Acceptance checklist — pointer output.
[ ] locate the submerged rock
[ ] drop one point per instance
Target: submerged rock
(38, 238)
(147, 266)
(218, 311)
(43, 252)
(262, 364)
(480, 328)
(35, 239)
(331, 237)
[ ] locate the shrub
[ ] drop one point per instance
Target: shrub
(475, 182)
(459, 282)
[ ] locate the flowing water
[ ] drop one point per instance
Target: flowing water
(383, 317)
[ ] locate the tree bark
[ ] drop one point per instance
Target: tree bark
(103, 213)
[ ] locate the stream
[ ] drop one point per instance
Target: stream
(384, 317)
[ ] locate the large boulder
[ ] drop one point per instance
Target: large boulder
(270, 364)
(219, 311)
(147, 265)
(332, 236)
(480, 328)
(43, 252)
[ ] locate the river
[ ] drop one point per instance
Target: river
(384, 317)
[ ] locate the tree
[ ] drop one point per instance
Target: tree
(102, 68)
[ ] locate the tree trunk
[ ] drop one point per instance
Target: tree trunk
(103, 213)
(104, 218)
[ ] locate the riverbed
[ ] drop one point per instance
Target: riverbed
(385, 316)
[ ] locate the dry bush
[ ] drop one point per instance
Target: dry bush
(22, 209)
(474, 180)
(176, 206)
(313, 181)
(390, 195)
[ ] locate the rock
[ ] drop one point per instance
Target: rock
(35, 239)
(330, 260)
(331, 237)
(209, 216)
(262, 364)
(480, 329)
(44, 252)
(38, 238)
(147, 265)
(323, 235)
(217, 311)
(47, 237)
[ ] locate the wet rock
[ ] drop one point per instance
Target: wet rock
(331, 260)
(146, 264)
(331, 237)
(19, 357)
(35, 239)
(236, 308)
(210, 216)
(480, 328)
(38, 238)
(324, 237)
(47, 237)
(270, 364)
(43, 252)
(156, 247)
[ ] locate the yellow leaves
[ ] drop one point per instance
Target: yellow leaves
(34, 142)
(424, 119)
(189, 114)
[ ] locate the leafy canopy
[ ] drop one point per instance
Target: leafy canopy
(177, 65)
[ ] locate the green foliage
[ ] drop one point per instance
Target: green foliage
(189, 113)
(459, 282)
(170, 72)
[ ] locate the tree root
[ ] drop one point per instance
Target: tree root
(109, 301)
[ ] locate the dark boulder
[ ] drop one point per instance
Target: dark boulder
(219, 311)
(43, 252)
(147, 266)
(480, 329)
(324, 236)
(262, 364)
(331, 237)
☆ ☆ ☆
### Exercise details
Reproduce each record exactly, leaving nothing out.

### Answer to this problem
Acceptance checklist — pointer output.
[ ] locate the submerged rock
[ ] drop one point per instance
Target: submerged rock
(38, 238)
(147, 266)
(218, 311)
(43, 252)
(262, 364)
(480, 328)
(35, 239)
(331, 237)
[ ] locate the shrub
[ ] drop one point per instance
Target: shrub
(475, 182)
(459, 282)
[ ] locate the flowing water
[ ] drop one point per instance
Target: flowing water
(383, 317)
[ ] locate the tree bark
[ ] drop one point per instance
Target: tree bark
(103, 213)
[ ] locate the stream
[ ] drop one point per instance
Target: stream
(384, 317)
[ ] locate the large boulder
[ ] drop one point per instance
Target: large boulder
(270, 364)
(219, 311)
(147, 265)
(332, 236)
(480, 328)
(43, 252)
[ ] locate the river
[ ] drop one point per instance
Target: river
(384, 317)
[ ] locate the tree
[ ] drop one point per instance
Target: tree
(102, 68)
[ ] locate the tree trunk
[ ] drop one point per instance
Target: tree trunk
(103, 213)
(104, 218)
[ ] locate the riverbed
[ ] drop one point per instance
Target: riverbed
(385, 316)
[ ] locate the dry bush
[ ] drop one point per instance
Target: dry bush
(22, 209)
(474, 180)
(176, 206)
(313, 181)
(390, 195)
[ ] locate the rock
[ ] drop one point per instance
Target: rock
(35, 239)
(330, 260)
(331, 237)
(209, 216)
(262, 364)
(480, 329)
(44, 252)
(38, 238)
(147, 265)
(323, 235)
(217, 311)
(47, 237)
[ ] locate the wet rock
[ ] drop one point per instance
Target: wet rock
(331, 260)
(146, 264)
(331, 237)
(19, 357)
(35, 239)
(236, 308)
(210, 216)
(480, 328)
(38, 238)
(324, 237)
(47, 237)
(270, 364)
(43, 252)
(156, 247)
[ ] locate the yellow leaves
[ ] drop one point per instance
Target: yellow leaves
(34, 142)
(424, 119)
(189, 114)
[ ] locate the leafy canopy
[ ] drop one point per instance
Target: leafy canopy
(177, 65)
[ ] locate the green foliage
[ ] drop one point per instance
Target: green foliage
(189, 113)
(459, 282)
(170, 72)
[ ] locate the tree root
[ ] drop one point per instance
Target: tree root
(109, 301)
[ ] locate the dark boulder
[ ] drop one point per instance
Target: dark boulder
(219, 311)
(43, 252)
(147, 266)
(480, 329)
(324, 236)
(262, 364)
(331, 237)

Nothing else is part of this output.